▸ **READING TEXT**

Sorry, but this calls for my basic tradeoff discussion. 

Quite frquently, one is faced with a number of mutually exclusive desires; pick this and you can't have that. It usually comes down to Quality, Cost and Delivery. This is one case where you can have 2 of 3
- used for "loud music duty with trance/hip hop/rock music "
- cost "around ~$40-50 for the bookshelves and around 150-200 for the towers"
- and since you have SB201, you expect them to sound really good. 
You want a high quality speaker that plays really loud... that's not cheap!

The Tritrix at $200/pair including knock down MDF enclosures is a very special special offers that fits most of your needs - but they will not play as loud as speakers costing twice as much. They are also available without MDF and in CC configurations so I'd suggest considering a set of 5. 

Alternatively, the Insignia project is one of several I've seen that deliver great value, but are only available for a limited time. My $80 pair was Madisound's RB-1's this time last year. Frankly, I'm surprised PE is keeping the TriTrix in stock; they were out last week. 

One caveat is that they are true 4 ohm speakers, and some amps don't like that....

And if you'd like more choices, I can obfuscate with the best of them. 

Frank


----------



## abrumlev (Sep 21, 2009)

Oh I completely understand the tradeoffs. Coming from the performance auto background I know firsthand the correlation between the big 3.

I've glanced at the Tritrix and liked what I saw but I'm interested in building the cabs myself and seeing the price for just the components, I feel for the price I could find a better design.

I've seen plenty of project ideas and guidelines on sites such as HTguide but it seems that when I find one I like, the speakers are discontinued or there is a lack of detailed explanation on how to construct them.

How bout the Natalie P's? Looks like the speakers/XOver components will run around 300 which I think i could swing...and hold off on the bookshelves (were going to be a gift to my aunt who bought me the Speaker201 book).

Continue to obfuscate...it distracts me from my organic chemistry quiz tomorrow!


----------



## 1Michael (Nov 2, 2006)

"I've glanced at the Tritrix and liked what I saw but I'm interested in building the cabs myself and seeing the price for just the components, I feel for the price I could find a better design."

For that price you are Not going to find a better deal...period.
The NatP's are going to cost more than you have stated for a budget and they require an amp that is stable for a 4 Ohm load.

For $300 you can build these which were made for your kind of music. http://www.hometheatershack.com/forums/diy-speakers/18814-budget-8-dayton-classic-mtm-rocks.html

Outside of that, stick with the Tritrix.


----------



## abrumlev (Sep 21, 2009)

▸ **SOURCE MATERIAL**
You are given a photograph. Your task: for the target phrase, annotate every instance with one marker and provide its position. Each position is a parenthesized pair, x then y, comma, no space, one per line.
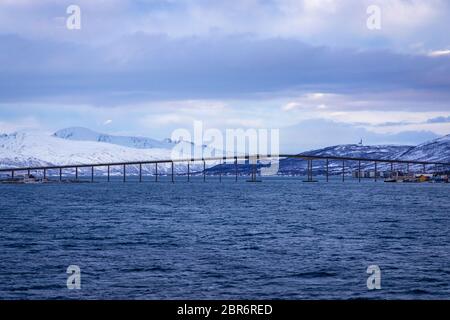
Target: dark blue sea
(276,239)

▸ **AIM**
Carry on the forum thread about budget DIY speakers from the point where it stops.

▸ **RESULT OF THE TASK**
Those are just baseline numbers. If it takes another month of two to save the money to build a better speaker then I can do that.

Chances are I will build the enclosures over my spring break and then install everything weeks later when I have time. 

Thanks for the link! I'll check those out also.


----------



## abrumlev (Sep 21, 2009)

I think I'm gonna go with that Dayton 8 Setup you posted. It's coming to a little over 200 for parts including the port tubes and binding posts. Im going to use baltic birch $30 per 4'x8' sheet from Lowes.

Can't wait to start it. First true speaker project. Gotta keep myself busy on spring break since I'm not going to FL with all the drunk college kids. Also going to build enclosures for my 15" Titanic MKIII and 12" Shiva X.


----------



## fbov (Aug 28, 2008)

First, my condolenscens on O-chem. I managed to avoid it, but my son tells me it's was nothing compared with physical chemistry. Now let's get you some choices....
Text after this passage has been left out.